Il y a 55 ans, au Biafra : première guerre africaine en direct, sous influence française
Une guerre civile et grave crise humanitaire au Nigeria, dont les images ont nourri les intérêts de la France
L'image au 20 heures des enfants biafrais dénutris, le ventre gonflé, hante encore aujourd'hui l'imaginaire des téléspectateurs. Pourtant, le conflit à l'origine de cette grave crise humanitaire, achevé il y a 55 ans, la Guerre du Biafra, semble partiellement tombée dans l'oubli.
Cette terrible guerre civile au Nigeria fait suite à la sécession de la région du Sud-Est du pays en 1967 par le Colonel Ojukwu. Elle dure trois ans, s'achève le 15 janvier 1970 et reste le premier conflit africain suivi en direct. Le premier, aussi, à sceller la matrice du regard posé sur les conflits dans les pays africains. Une matrice partiellement influencée par les intérêts politiques de la France.
La famine qui s'ensuit - conséquence d'un blocus instauré par le Nigeria pour stopper l'aide humanitaire de la Croix Rouge - tue plus d'un million de Biafrais. Ce, malgré les pressions internationales et la mobilisation mondiale des associations caritatives. C'est à l'issu de cette tragédie qu'est créée l'ONG Médecins sans Frontières.
Conflit communautaire sur fonds d'ingérences étrangères
La Guerre du Biafra est un conflit régional, mais s'inscrit dans le contexte de la Guerre Froide, et notamment, des intérêts des anciennes puissances coloniales. Elle fait suite à plusieurs coups d'État, sur fond de conflits communautaires entre les trois ethnies composant le pays : les Haoussas (musulmans vivant au Nord), les Yorubas (musulmans et chrétiens vivant à l'Ouest et au Sud-Ouest) et les Igbos (chrétiens et animistes), vivant dans le sud-Est. Leur région : le Biafra. La région comprend les riches gisements de pétrole du pays, exploités par Shell et British Petroleum (BP). Les Igbos sont aussi, à l'origine, majoritaires dans l'armée et l'administration. Le premiers coup d'État - en 1966 - est le fait d'un groupe de leurs officiers. Il entraine une série de conflit, jusqu'à ce que le Nigeria s'empare de la capitale du Biafra - la ville d'Enugu - en 1967, début de la guerre à proprement parler. Le Biafra se retrouve isolé et perd alors ses ressources en pétrole et son accès maritime, situation à l'origine de crise humanitaire. Le front reste longtemps figé, avec la résistance acharnée des Biafrais, mais leur territoire se réduit de plus en plus. Jusqu'à janvier 1970, donc.
Le Nigéria obtient l'appui de l'URSS, de l'Egypte et du Royaume-Uni, mais aussi du Cameroun et du Niger. D'autres Etats décident, eux, de soutenir la sécession du Biafra : la Tanzanie, la Chine, le Portugal, la Côte d'Ivoire, le Gabon, l'Afrique du Sud et la Rhodésie. De leur côté, les Etats-Unis restent neutres dans le conflit. La France est sollicitée par les deux camps et décrète officiellement un embargo sur les armes. Mais en coulisse - à l'insu du Gouvernement, via l'action du conseiller Afrique du général De Gaulle - Paris soutient massivement le Biafra.

DONNÉES DISPONIBLES:

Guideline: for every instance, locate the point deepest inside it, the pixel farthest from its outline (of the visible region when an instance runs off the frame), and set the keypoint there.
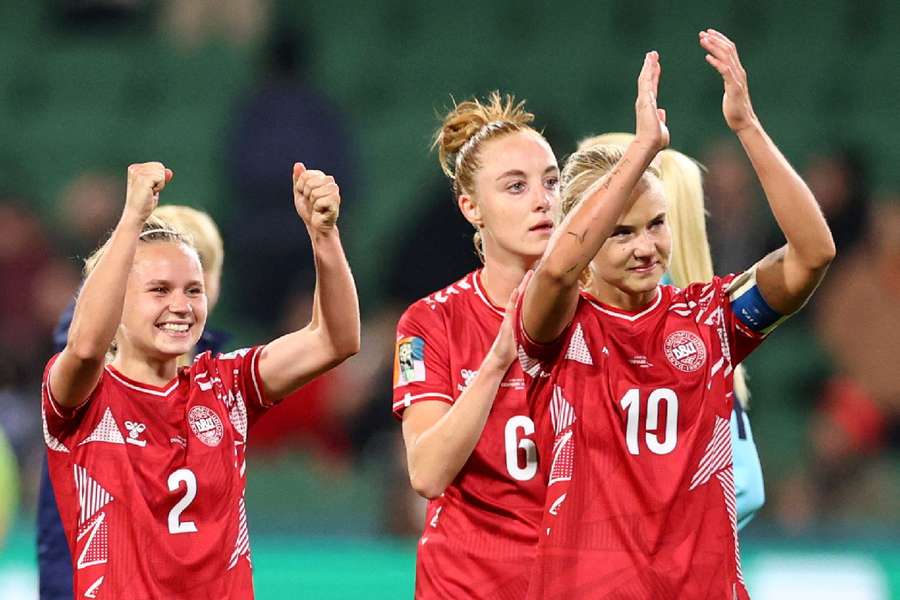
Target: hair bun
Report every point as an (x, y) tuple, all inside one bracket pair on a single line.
[(467, 118)]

QUESTION BRÈVE 1: D'après le passage sur la guerre du Biafra, à quelle date ce conflit prend-il fin ?
QUESTION BRÈVE 2: Recopiez fidèlement le passage sur la guerre du Biafra, à partir des mots « Il y a 55 ans, au » jusqu'aux mots « tombée dans l'oubli. » inclus.

RÉPONSE ATTENDUE 1: Le 15 janvier 1970.

RÉPONSE ATTENDUE 2:
Il y a 55 ans, au Biafra : première guerre africaine en direct, sous influence française
Une guerre civile et grave crise humanitaire au Nigeria, dont les images ont nourri les intérêts de la France
L'image au 20 heures des enfants biafrais dénutris, le ventre gonflé, hante encore aujourd'hui l'imaginaire des téléspectateurs. Pourtant, le conflit à l'origine de cette grave crise humanitaire, achevé il y a 55 ans, la Guerre du Biafra, semble partiellement tombée dans l'oubli.